> _Given exercise_: Write the lines of the records starting at the line containing "If any window is" and ending at the line containing "[359,135,437,289]" as a JSON list of strings, one string per line, with blank lines left out.

> _Input for this task_:
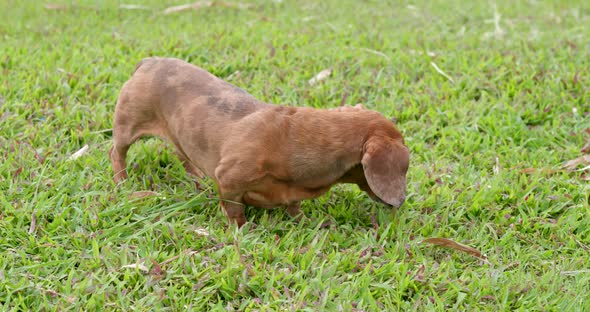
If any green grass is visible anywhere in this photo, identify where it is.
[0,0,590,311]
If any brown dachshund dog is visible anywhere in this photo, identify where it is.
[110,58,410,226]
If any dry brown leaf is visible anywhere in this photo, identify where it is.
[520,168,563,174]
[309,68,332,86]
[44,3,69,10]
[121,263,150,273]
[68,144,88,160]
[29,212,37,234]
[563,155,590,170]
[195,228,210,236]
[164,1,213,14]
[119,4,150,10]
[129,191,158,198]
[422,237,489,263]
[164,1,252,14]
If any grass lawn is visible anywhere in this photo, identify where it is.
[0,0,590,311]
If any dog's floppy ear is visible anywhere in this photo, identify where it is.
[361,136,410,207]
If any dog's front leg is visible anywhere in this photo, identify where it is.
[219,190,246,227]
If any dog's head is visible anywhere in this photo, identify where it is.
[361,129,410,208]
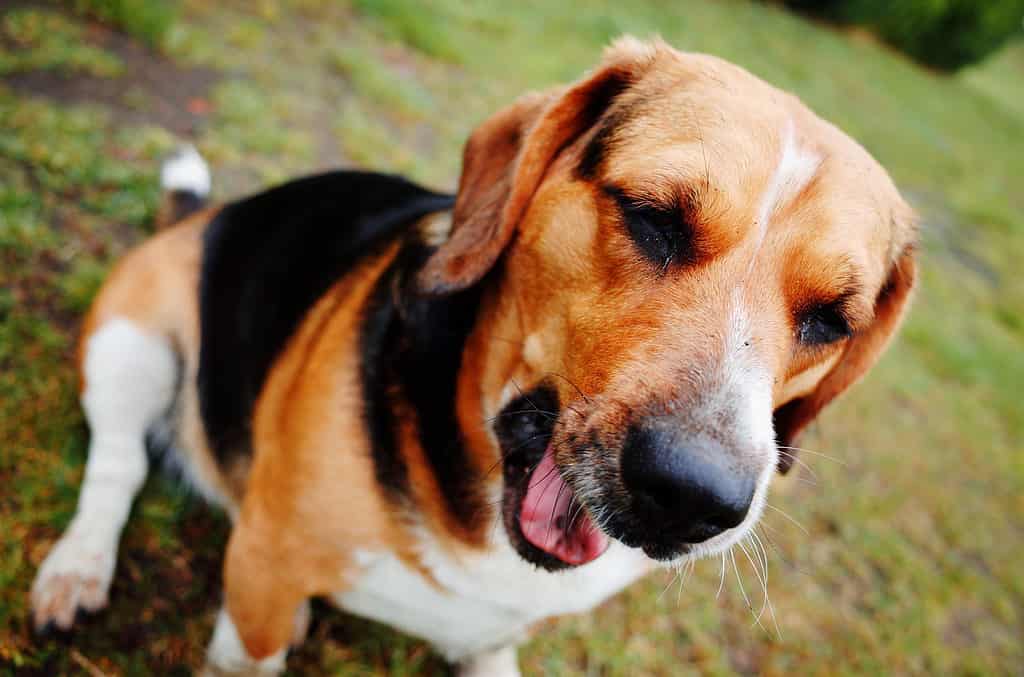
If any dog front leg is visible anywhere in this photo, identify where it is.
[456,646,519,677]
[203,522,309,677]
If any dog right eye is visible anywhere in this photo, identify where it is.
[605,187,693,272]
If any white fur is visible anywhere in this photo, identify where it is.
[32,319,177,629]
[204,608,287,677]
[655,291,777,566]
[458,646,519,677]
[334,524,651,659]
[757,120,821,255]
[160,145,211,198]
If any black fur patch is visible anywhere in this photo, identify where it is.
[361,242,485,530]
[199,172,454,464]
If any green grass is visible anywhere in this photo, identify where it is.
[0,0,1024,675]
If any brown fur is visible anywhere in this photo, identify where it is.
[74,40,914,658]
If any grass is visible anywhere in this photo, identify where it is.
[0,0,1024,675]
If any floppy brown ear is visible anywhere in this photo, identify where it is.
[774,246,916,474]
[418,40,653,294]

==

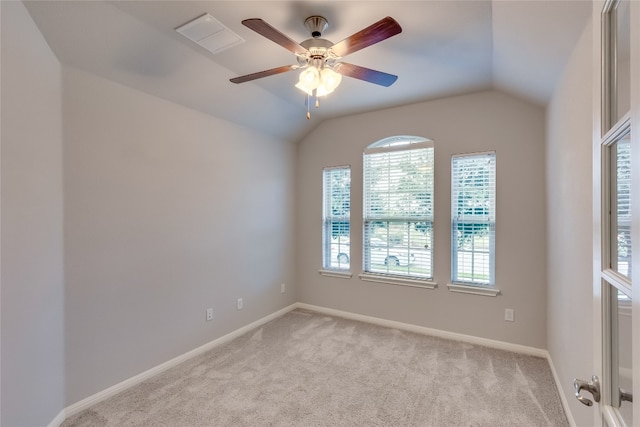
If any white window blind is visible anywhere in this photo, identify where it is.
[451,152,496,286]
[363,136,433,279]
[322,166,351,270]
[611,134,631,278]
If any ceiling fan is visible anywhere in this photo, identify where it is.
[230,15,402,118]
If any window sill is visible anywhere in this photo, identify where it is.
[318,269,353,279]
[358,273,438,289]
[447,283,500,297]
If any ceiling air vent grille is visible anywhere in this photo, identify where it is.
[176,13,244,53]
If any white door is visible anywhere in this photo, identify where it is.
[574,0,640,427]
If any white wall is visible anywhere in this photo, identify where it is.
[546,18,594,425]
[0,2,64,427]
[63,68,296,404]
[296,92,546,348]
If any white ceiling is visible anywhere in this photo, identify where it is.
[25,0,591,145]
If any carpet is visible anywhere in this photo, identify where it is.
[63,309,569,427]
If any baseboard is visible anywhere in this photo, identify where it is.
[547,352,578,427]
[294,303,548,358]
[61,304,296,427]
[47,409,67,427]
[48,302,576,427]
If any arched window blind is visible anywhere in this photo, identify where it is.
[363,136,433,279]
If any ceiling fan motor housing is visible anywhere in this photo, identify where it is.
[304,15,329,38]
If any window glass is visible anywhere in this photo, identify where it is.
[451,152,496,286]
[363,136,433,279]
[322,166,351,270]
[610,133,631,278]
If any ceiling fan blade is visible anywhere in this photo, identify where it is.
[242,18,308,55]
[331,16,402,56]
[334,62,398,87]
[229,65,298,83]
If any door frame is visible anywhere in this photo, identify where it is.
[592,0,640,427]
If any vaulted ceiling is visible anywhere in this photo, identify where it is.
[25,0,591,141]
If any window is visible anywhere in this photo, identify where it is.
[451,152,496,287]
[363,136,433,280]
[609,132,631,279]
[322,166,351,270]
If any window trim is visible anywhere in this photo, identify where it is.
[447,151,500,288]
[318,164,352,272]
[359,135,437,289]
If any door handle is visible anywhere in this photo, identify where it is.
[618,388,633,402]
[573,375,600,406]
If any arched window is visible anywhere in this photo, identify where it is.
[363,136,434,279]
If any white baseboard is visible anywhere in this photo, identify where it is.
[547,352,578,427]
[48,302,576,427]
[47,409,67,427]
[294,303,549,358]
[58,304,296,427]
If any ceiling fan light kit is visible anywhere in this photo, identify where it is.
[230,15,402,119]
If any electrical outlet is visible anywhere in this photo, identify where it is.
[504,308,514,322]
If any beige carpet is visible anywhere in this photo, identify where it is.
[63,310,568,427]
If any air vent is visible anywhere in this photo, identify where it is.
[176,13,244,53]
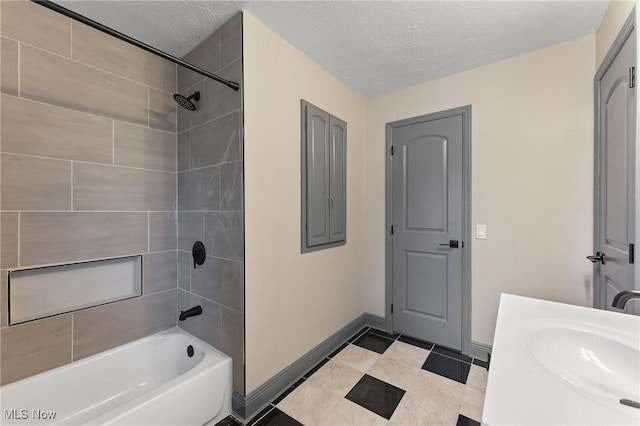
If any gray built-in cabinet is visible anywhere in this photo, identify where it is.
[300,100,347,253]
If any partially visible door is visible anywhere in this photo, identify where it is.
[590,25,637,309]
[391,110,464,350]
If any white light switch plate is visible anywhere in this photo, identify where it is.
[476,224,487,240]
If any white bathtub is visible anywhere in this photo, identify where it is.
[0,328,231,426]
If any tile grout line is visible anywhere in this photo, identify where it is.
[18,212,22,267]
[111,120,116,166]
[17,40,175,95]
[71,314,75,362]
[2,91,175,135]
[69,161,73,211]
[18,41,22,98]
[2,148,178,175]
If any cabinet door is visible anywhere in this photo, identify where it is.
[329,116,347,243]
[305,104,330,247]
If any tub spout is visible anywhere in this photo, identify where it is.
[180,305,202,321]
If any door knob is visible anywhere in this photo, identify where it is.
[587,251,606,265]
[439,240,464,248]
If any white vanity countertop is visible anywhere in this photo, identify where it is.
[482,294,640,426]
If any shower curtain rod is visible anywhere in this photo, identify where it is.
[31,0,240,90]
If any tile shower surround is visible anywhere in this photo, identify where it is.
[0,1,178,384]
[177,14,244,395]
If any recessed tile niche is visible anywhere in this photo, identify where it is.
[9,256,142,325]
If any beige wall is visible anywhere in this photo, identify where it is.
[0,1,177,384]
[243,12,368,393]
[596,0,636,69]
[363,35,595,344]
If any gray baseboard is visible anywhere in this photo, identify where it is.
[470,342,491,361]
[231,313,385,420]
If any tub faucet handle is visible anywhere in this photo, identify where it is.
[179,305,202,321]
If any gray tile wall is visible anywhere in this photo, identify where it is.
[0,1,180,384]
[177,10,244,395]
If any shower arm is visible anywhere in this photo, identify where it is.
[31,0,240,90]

--

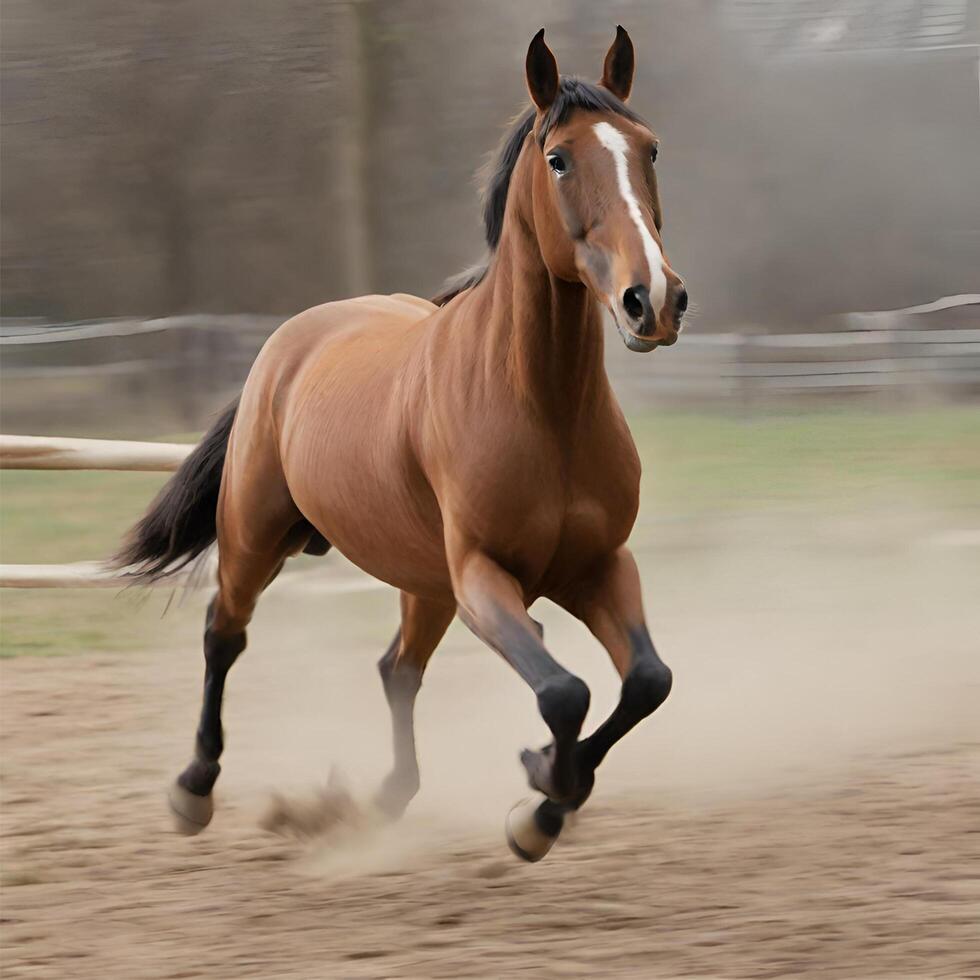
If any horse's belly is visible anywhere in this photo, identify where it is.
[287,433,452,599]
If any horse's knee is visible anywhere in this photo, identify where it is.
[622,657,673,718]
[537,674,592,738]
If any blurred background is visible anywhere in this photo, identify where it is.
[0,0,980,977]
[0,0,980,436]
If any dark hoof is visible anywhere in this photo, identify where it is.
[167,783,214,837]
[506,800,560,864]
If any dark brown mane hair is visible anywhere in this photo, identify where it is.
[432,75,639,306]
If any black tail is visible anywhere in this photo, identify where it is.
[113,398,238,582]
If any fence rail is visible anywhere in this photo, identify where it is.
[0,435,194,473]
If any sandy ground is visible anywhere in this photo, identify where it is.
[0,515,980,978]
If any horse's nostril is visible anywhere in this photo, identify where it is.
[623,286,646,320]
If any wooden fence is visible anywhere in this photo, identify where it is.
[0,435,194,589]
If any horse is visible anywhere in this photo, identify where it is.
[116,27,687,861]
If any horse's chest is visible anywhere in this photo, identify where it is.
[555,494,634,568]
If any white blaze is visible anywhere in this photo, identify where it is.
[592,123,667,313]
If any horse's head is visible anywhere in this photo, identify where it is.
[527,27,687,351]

> _Solution_:
[
  "If any window is visible anywhere in this photo, identify where it is.",
  "[451,152,496,287]",
  "[363,136,433,280]",
  "[609,132,631,279]",
  "[322,166,351,270]",
  "If any window trim is visible anywhere in this photo, identify where it is.",
  "[447,151,500,288]",
  "[318,164,352,272]",
  "[359,135,437,289]"
]